**Petunjuk**:
Tuliskan ulang secara persis bagian teks tentang pengobatan difteri dari "Keuntungan pemberian antitoksin" sampai "jauh lebih rendah.".

Keuntungan pemberian antitoksin intravena :
 ‘Peak level’ serum antitoksin dapat dicapai dalam waktu 30 menit, sedangkan secara IM dicapai dalam waktu 4 hari.
 Ekskresi antitoksin secara IV sama dengan IM
 Antitoksin mencapai saliva segera setelah pemberian IV
 Pada binatang coba ternyata pada pemberian IV dibandingkan IM, angka kematian, miokarditis dan neuritis jauh lebih rendah.
2. Antibiotik
 Penisilin prokain
Masih cukup efektif untuk mengobati difteri sampai sekarang, dosis yang digunakan adalah 50.000 unit/kgBB/hari selama 10 hari.
 Eritromisin
Diberikan bila penderita alergi terhadap penisilin. Dosis yang dianjurkan 40 mg/kgBB/hari dibagi dalam 3-4 dosis sehari, maksimal 1 gram.

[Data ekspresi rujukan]
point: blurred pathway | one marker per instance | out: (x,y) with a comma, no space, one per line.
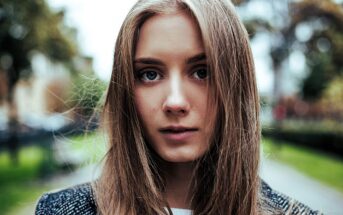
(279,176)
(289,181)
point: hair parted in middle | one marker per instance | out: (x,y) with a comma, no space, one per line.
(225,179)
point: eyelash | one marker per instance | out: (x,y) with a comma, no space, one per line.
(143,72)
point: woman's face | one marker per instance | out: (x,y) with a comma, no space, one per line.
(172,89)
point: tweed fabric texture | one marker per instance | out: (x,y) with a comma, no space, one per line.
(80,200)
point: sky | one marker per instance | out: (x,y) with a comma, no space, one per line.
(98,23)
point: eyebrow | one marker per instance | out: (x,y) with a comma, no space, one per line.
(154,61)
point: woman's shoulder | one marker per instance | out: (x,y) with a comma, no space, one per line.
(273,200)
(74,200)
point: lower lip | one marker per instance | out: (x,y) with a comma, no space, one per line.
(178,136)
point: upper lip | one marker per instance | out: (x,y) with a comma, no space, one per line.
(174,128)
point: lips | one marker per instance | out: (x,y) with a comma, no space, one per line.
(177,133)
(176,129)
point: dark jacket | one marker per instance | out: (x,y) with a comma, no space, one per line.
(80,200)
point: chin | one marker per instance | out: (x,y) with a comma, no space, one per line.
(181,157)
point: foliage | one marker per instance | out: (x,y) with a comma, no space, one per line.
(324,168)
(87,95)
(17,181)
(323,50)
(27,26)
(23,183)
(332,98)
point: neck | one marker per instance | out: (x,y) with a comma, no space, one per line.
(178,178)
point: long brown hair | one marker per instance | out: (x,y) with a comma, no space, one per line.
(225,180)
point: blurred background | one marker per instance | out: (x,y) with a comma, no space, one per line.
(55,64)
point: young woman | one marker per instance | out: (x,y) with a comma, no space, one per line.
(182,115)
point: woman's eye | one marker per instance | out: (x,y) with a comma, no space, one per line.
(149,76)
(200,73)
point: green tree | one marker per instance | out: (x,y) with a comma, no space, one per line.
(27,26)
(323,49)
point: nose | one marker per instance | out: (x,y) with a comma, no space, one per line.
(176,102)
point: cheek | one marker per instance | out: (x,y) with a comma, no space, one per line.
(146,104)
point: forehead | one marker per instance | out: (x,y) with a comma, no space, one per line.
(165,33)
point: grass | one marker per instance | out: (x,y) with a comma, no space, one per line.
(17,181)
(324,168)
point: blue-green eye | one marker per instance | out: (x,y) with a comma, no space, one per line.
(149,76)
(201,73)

---

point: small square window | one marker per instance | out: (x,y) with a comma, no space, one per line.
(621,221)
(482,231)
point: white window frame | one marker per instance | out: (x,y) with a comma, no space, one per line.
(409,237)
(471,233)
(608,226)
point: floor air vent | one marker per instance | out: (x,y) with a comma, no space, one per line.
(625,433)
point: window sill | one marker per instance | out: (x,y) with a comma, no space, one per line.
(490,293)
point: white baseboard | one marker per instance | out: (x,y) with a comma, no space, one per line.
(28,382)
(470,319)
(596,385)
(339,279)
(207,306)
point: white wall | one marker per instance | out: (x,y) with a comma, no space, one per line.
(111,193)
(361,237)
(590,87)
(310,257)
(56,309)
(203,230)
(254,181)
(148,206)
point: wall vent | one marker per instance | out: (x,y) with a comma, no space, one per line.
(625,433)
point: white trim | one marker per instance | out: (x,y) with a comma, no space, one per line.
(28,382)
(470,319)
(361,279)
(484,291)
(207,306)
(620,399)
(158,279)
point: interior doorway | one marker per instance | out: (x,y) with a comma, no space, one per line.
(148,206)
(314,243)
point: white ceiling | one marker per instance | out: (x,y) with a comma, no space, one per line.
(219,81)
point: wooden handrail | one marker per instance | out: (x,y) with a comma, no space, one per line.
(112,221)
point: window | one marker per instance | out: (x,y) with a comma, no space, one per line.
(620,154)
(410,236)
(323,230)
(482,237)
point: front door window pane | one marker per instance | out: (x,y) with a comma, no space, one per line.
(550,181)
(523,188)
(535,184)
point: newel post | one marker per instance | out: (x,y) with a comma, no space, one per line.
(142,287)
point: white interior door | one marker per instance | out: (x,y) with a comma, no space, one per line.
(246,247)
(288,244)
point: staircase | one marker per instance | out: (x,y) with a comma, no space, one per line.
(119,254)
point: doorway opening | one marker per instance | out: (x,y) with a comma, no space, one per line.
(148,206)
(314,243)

==

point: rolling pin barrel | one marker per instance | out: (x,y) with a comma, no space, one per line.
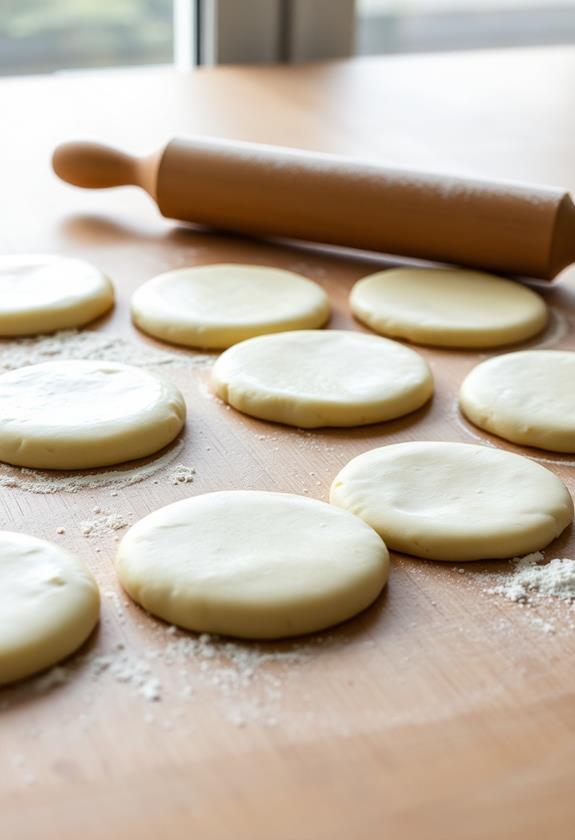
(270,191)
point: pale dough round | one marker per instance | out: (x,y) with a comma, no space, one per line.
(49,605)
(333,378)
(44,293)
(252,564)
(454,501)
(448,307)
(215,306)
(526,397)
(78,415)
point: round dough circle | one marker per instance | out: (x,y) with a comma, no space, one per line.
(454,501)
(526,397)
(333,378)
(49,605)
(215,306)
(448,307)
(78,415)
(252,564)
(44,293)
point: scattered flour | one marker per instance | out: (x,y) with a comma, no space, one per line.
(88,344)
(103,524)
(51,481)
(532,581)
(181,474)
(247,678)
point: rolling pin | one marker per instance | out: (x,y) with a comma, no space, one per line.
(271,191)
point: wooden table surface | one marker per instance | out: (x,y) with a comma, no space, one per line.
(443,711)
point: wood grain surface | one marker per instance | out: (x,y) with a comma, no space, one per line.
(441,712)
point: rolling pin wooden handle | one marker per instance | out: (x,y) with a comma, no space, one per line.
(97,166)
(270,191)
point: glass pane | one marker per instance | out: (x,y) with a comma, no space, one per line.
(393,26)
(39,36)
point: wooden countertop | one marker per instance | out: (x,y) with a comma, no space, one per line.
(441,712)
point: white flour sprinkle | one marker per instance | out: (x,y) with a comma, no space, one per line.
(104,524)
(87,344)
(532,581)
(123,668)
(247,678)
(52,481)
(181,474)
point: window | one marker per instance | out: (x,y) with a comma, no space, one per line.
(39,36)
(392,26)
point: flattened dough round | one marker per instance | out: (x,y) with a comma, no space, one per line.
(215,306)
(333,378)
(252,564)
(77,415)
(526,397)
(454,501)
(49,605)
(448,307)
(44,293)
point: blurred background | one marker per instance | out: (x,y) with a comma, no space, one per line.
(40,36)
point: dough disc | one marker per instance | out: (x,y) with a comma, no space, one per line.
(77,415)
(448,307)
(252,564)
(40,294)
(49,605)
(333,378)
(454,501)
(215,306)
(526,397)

**Jawaban tugas**:
Keuntungan pemberian antitoksin intravena :
 ‘Peak level’ serum antitoksin dapat dicapai dalam waktu 30 menit, sedangkan secara IM dicapai dalam waktu 4 hari.
 Ekskresi antitoksin secara IV sama dengan IM
 Antitoksin mencapai saliva segera setelah pemberian IV
 Pada binatang coba ternyata pada pemberian IV dibandingkan IM, angka kematian, miokarditis dan neuritis jauh lebih rendah.